What is expected — Quote all of the data that follows exactly as written, skipping the images.

***** Recorded information

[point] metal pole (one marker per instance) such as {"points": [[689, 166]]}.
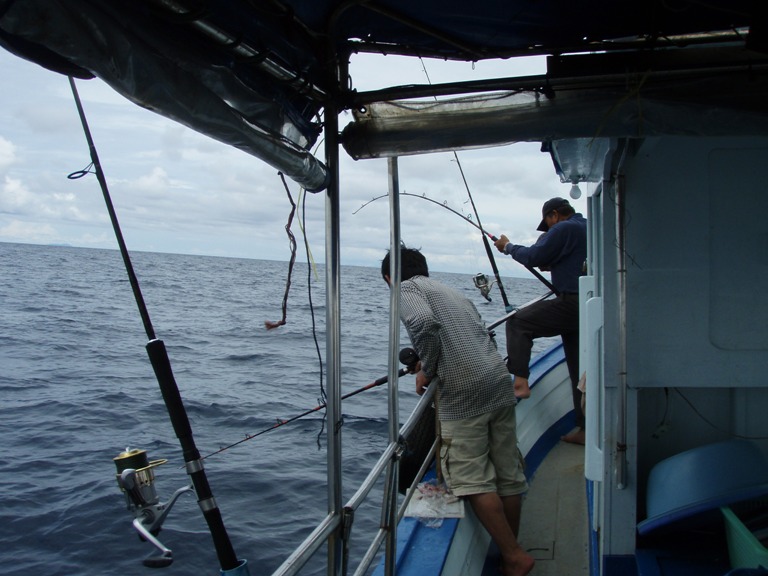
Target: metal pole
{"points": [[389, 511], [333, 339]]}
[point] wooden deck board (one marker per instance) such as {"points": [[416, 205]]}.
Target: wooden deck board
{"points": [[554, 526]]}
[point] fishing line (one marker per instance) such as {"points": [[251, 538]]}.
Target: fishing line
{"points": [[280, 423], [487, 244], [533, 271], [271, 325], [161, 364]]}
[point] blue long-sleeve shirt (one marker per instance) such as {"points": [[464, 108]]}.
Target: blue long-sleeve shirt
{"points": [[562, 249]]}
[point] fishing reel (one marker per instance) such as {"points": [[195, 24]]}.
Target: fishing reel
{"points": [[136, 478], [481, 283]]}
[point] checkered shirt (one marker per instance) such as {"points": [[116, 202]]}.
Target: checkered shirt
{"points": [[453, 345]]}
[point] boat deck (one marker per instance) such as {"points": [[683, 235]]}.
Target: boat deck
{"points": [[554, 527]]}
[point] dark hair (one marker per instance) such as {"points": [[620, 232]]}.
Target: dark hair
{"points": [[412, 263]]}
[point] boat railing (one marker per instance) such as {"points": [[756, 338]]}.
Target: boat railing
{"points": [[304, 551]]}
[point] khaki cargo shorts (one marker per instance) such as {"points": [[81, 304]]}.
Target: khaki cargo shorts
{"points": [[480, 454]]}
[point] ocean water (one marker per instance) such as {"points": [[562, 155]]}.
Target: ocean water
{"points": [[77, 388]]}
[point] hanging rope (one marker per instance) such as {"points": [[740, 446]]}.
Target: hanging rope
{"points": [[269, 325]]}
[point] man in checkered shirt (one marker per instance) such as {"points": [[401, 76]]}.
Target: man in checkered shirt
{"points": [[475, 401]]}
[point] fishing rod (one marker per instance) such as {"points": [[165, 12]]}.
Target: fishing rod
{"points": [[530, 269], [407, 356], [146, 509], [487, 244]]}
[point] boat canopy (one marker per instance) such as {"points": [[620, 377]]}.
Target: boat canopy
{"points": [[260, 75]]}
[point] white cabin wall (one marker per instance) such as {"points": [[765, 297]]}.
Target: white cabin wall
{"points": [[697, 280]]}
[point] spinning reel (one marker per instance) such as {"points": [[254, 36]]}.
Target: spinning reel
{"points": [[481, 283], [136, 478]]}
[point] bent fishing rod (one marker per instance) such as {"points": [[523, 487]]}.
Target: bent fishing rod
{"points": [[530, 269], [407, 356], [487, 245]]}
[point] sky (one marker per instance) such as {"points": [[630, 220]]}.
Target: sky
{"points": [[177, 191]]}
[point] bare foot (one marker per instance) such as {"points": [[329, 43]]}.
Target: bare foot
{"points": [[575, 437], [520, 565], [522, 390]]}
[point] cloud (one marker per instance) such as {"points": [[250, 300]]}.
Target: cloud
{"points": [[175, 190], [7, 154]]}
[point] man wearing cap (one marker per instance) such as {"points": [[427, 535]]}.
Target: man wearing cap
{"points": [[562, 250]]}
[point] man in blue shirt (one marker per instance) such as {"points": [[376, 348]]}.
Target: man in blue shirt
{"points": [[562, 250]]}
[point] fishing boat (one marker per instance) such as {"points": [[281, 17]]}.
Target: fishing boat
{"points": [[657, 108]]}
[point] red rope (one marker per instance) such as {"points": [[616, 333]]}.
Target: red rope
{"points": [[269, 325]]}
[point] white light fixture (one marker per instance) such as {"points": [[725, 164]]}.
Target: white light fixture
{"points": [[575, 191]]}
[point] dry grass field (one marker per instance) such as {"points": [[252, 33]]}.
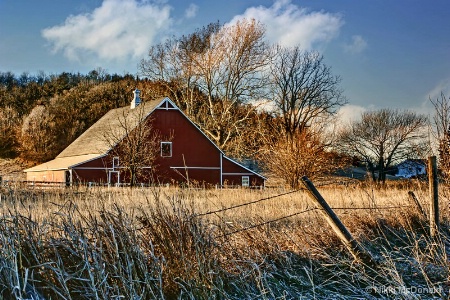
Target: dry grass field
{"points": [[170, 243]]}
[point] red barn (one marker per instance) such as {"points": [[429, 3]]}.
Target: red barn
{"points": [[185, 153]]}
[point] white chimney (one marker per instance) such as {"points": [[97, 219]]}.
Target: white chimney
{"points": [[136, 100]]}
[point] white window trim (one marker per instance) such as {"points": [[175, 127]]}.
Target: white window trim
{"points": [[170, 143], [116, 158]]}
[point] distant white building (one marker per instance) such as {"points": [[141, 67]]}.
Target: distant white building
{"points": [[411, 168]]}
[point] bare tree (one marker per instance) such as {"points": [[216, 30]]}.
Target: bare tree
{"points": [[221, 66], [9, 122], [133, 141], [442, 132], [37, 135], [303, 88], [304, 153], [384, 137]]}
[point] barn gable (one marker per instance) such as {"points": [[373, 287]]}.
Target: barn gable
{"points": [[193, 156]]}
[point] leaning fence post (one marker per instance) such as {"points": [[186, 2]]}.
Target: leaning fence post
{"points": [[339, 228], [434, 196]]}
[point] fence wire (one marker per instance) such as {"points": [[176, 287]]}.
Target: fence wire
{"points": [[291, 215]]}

**********

Solved exercise —
[point] metal pole (one marker per instance) such as {"points": [[689, 166]]}.
Target: metal pole
{"points": [[389, 511], [333, 339]]}
[point] wooden deck board (one marker per instance) such as {"points": [[416, 205]]}.
Target: wooden deck board
{"points": [[554, 526]]}
[point] fishing line (one marker per instance) such as {"points": [[251, 538]]}.
Target: fishing line
{"points": [[280, 423], [487, 244], [533, 271], [271, 325], [161, 364]]}
[point] blue long-sleeve shirt (one marker per instance) such as {"points": [[464, 108]]}.
Target: blue long-sleeve shirt
{"points": [[562, 249]]}
[point] fishing reel (one marker per instance) such as {"points": [[195, 24]]}.
Target: fishing reel
{"points": [[136, 478], [481, 283]]}
[point] checkered shirt (one marker per instance) such as {"points": [[116, 202]]}.
Target: checkered shirt
{"points": [[453, 345]]}
[point] boat deck (one marker per instance) such as {"points": [[683, 235]]}.
Target: boat deck
{"points": [[554, 527]]}
[point] dark hair (one marker per instance) such as {"points": [[620, 232]]}.
Target: dark hair
{"points": [[412, 263]]}
[point] boat railing (one marker per instance) such as {"points": [[756, 338]]}.
Target: boat railing
{"points": [[304, 551]]}
[point] khaki cargo shorts (one marker per instance) such as {"points": [[81, 304]]}.
Target: khaki cargo shorts
{"points": [[480, 454]]}
[point] ocean water (one marker per instance) such as {"points": [[562, 155]]}.
Target: ocean water
{"points": [[77, 388]]}
[point] hanging rope (one marker per instance) such as {"points": [[740, 446]]}.
Target: hanging rope
{"points": [[269, 325]]}
[point] man in checkered shirt (one marker per instance) such as {"points": [[401, 76]]}.
Target: man in checkered shirt
{"points": [[475, 401]]}
[point] fishing rod (one marker per instance) such as {"points": [[165, 12]]}.
Target: fishing rod
{"points": [[530, 269], [407, 356], [146, 509], [487, 244]]}
[point] boat canopy (one marker per instance) such as {"points": [[620, 377]]}.
Target: boat canopy
{"points": [[260, 75]]}
[point] white cabin wall (one marker per instance) such as {"points": [[765, 297]]}.
Target: white cabin wall
{"points": [[697, 280]]}
[point] spinning reel (one marker per instance) such as {"points": [[254, 36]]}.
Target: spinning reel
{"points": [[481, 283], [136, 478]]}
[point] bent fishing rod (one marker per instance) such as {"points": [[523, 487]]}.
Target: bent fishing rod
{"points": [[530, 269], [407, 356], [487, 245]]}
[point] sky (one marker per instance) such as {"points": [[630, 220]]}.
Target: sky
{"points": [[177, 191]]}
[point] bare foot (one marker per instance) such as {"points": [[329, 43]]}.
Target: bare foot
{"points": [[575, 437], [520, 565], [522, 390]]}
[point] cloud (one marker per instance) such as {"points": [[250, 300]]}.
Target: cloud
{"points": [[175, 190], [7, 154]]}
[point] man wearing cap (one marker per instance) such as {"points": [[427, 535]]}.
Target: man wearing cap
{"points": [[562, 250]]}
[point] man in blue shirt (one marker per instance) such as {"points": [[376, 348]]}.
Target: man in blue shirt
{"points": [[562, 250]]}
[point] fishing boat (one marker per instance) such as {"points": [[281, 17]]}.
Target: fishing boat
{"points": [[657, 108]]}
[point] red rope (one marker per instance) such as {"points": [[616, 333]]}.
Target: red rope
{"points": [[269, 325]]}
[point] white light fixture (one marker per instance) such as {"points": [[725, 164]]}.
Target: white light fixture
{"points": [[575, 191]]}
[point] dry grass field (one marker per instance) such as {"points": [[252, 33]]}.
Target: dry grass field
{"points": [[170, 243]]}
[point] red barn (one marker per instance) such as {"points": [[429, 3]]}.
Target: red barn
{"points": [[185, 153]]}
[point] white chimney (one marker per instance) such as {"points": [[97, 219]]}.
Target: white chimney
{"points": [[136, 100]]}
[point] white window trim (one marker per instance) such as {"points": [[175, 127]]}.
Target: white window trim
{"points": [[170, 143], [116, 158]]}
[point] distant white building (one marker per instance) such as {"points": [[141, 67]]}.
Target: distant white building
{"points": [[411, 168]]}
[point] bare tree (one marker per instance) such as {"points": [[216, 30]]}.
Target: bare tree
{"points": [[221, 66], [9, 122], [133, 141], [442, 132], [37, 135], [303, 88], [304, 153], [384, 137]]}
[point] barn gable (one marker per instance) such as {"points": [[373, 287]]}.
Target: barn gable
{"points": [[193, 156]]}
[point] leaning fence post (one marker per instance) such as {"points": [[186, 2]]}.
Target: leaning fence post
{"points": [[339, 228], [434, 196]]}
[point] fence wire (one marker per instance) such as {"points": [[176, 287]]}.
Target: fence wire
{"points": [[291, 215]]}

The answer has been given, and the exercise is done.